_Extract_

--- start ---

General thread about Monzo :)

None of these branchless banks are a sensible choice for someone who handles a lot of cash.

At least now monzo have a way support users who receive cash occasionally. For them, and particularly when compared to some banks forex fees, the odd £1 charge for paying cash occasionally isn’t too bad imo. Cash is expensive to handle so I don’t think it’s unreasonable.

Should they have adopted a different pricing model? Free for your first 10 cash pay ins per year? Maybe.

Should they have absorbed the cost? I’m not sure. There’s no moral reason to do this but commercially it might have made sense to win over a different type of customer. The danger is they end up supporting users who pay cash in every day and cost them a fortune.

I don’t feel strongly about any of this tho. The fact is that monzo customers now have a reliable way of paying in cash, and that’s a good thing.

3 Likes

Thankyou - about as good an assessment of the initiative as I’ve seen - and simplicity itself :smiling_face:.

If you’ve an account in the Monzo community, your post could replace a huge chunk of their thread :face_with_raised_eyebrow:

1 Like

I don’t agree with the notion that it isn’t a cost they can absorb. The whole point of app based banks is they’re supposed to be able to offer customers more than traditional banks on account of their vastly lower cost base.

Isn’t there an argument that BAM banks make some money back off withdrawals from their ATM’s to offset or is this argument a bit outdated?

It’s likely still valid for the big four. The argument for smaller outfits was always that they had to absorb whatever the cost was if they wanted to operate nationally.

1 Like

When you pay cash into your current account, the bank gets to earn interest on that cash (mostly by lending it out). However, Monzo double-dips and charges you £1 every time. Starling on the other hand lets you pay in £1000 per year and 0.7% after that first £1000.

For people who only occasionally receive cash, the Starling offering seems much fairer.

1 Like

No, it used to be the case with cash withdrawals via LINK that the scheme would make it viable to be overall revenue neutral or even profitable while accepting member group LINK cards.

The argument doesn’t apply to deposits at all - deposits aren’t supported by LINK and there is no ability to use one banking group’s machine to deposit for another; as such there is no way a bank could offset the cost.

High street banks can easily justify it because the occasional cost (per customer) of a deposit is orders of magnitude less than providing a branch to service that same community of customers. It shouldn’t scan that a bank who’ve never had that cost couldn’t afford it for equivalent services tho.

Fairer to who though?

--- end ---

_Given records_

--- start ---

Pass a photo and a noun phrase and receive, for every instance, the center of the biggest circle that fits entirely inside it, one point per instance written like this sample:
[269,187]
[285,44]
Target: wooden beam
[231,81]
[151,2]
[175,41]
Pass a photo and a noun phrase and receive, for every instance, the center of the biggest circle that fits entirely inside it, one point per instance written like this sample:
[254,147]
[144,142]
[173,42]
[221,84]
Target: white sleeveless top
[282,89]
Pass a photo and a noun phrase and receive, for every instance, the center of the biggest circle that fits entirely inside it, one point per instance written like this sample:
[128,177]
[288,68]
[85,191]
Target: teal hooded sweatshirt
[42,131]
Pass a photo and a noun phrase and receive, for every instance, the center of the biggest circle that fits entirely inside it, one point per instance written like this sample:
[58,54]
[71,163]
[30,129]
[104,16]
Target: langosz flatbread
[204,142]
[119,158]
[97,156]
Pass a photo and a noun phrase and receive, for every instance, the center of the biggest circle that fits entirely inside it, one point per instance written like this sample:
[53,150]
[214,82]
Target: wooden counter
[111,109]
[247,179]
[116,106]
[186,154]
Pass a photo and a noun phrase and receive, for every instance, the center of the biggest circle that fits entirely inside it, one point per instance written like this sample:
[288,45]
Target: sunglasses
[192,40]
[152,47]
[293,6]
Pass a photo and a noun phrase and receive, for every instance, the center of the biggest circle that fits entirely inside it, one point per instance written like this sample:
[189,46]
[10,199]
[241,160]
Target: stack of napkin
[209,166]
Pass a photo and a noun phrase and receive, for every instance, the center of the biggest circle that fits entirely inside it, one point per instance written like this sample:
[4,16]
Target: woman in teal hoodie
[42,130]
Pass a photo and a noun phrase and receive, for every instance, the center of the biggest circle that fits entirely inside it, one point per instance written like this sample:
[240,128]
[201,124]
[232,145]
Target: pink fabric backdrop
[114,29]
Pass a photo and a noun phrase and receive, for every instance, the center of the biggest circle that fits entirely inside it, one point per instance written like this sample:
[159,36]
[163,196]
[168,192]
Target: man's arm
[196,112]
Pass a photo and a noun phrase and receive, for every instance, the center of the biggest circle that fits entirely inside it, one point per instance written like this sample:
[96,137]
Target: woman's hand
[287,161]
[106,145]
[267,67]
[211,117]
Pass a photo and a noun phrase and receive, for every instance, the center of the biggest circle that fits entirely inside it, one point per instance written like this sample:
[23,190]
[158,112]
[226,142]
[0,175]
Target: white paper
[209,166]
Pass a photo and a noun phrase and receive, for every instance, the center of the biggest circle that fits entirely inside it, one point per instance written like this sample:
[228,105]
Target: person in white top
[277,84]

--- end ---

_Given instruction 1_
In the Monzo thread, what rate does Starling charge on cash paid in after the first £1000 each year?
_Given instruction 2_
Resume the Monzo thread after its final post.

_Written answer 1_
0.7%

_Written answer 2_
It could be argued its not fair for people who never deposit cash as Starling can’t use the money its spending absorbing post office costs on something that benefits non-cash customers. I know Starling’s approach here is more in line with normal practice but this is the argument Monzo could make to justify their approach of passing costs onto the (presumably) relatively small portion of customers who will make cash deposits.

I disagree with your definition of fairness, unless you’re advocating for banks to hand on literally all the many occasional charges they’re on the hook for? I.e. contact support, card issuance, cheque deposit, faster payments/standing orders, fraud/chargebacks - these aren’t free to current account providers either… it’d essentially make free banking an impossibility.

With any financial product there will always be some customers who will be more profitable by whatever measure than others - that’s not a ‘fairness’ issue tho.

Fairness for the customer is knowing their bank will deal with the occasional stuff which costs them money on the mutual understanding that money will be made elsewhere. FUP/limits would be one thing, but charging for every deposit over the same counter where all* their competitors allow a reasonable amount of free deposits is a bad look.

(* excluding Nationwide, Chase and Kroo, obviously)

1 Like

11 posts were merged into an existing topic: Nationwide accounts

Isn’t that essentially what Triodos do with the monthly account fee? And if you were to ask me who offers the fairest approach, my answer would almost always be Triodos.

I’m not personally keen on that mutual understanding thing, myself. I don’t think that’s fair, at least not for everyone. I think it’s a good deal for those who can avoid not being screwed over by that bargain (more so if they can profit from it, even), but it definitely isn’t for those who get trapped by it.

I’m not particularly irked by Monzo passing the cost on. It’s the restrictive limits I’m less keen on. I think the fee is fair, and compared to other banks who absorb it, understandable why they’d pass it on. That mutual understanding isn’t quite as extensive with Monzo as it is with bigger banks and deposits aren’t a core essential for their primary customer, whereas it usually is for their high street competitors and serves as a drop in replacement for the closure of branches. Not absorbing the cost of costly facilities like this are a substantial part of why the cost base of neobanks is lower too.

So absorbing that cost makes little sense for a bank like Monzo to me. Better for them to absorb costs elsewhere, I think, for services most of their customers actually need and use so they can continue to outcompete the big guys.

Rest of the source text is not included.